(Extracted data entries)
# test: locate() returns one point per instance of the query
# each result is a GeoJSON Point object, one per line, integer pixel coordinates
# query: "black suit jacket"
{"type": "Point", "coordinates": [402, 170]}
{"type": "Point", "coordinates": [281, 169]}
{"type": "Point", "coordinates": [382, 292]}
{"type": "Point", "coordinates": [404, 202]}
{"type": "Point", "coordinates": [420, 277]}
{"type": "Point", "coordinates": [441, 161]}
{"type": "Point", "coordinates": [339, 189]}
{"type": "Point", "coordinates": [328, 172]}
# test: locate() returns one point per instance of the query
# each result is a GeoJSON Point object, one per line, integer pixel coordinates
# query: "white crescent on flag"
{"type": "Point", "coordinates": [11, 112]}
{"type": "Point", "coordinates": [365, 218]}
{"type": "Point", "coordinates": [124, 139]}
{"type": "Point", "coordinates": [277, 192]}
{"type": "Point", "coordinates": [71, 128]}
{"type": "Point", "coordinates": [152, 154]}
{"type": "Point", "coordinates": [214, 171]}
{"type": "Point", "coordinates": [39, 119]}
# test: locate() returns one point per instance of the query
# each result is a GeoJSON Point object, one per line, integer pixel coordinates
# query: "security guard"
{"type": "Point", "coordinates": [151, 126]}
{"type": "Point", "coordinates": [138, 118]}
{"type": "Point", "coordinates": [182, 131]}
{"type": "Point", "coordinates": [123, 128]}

**Task objective:** Quote every line of the data above word for word, in the same order.

**Answer in full:**
# test: locate() returns one point per instance of the query
# each result is a GeoJSON Point object, one per line, integer pixel coordinates
# query: "black suit jacket"
{"type": "Point", "coordinates": [402, 170]}
{"type": "Point", "coordinates": [281, 169]}
{"type": "Point", "coordinates": [382, 292]}
{"type": "Point", "coordinates": [404, 202]}
{"type": "Point", "coordinates": [420, 277]}
{"type": "Point", "coordinates": [441, 161]}
{"type": "Point", "coordinates": [339, 189]}
{"type": "Point", "coordinates": [328, 172]}
# test: locate() returns one point per instance of the query
# each result is a GeoJSON Point object, one per line, integer pixel coordinates
# query: "white crescent on flag"
{"type": "Point", "coordinates": [11, 112]}
{"type": "Point", "coordinates": [365, 218]}
{"type": "Point", "coordinates": [124, 139]}
{"type": "Point", "coordinates": [277, 192]}
{"type": "Point", "coordinates": [71, 128]}
{"type": "Point", "coordinates": [152, 154]}
{"type": "Point", "coordinates": [214, 171]}
{"type": "Point", "coordinates": [39, 119]}
# test: locate() returns one point per instance of the query
# each result is a GeoJSON Point object, one per line, integer pixel coordinates
# query: "security guard"
{"type": "Point", "coordinates": [151, 126]}
{"type": "Point", "coordinates": [138, 118]}
{"type": "Point", "coordinates": [182, 131]}
{"type": "Point", "coordinates": [123, 128]}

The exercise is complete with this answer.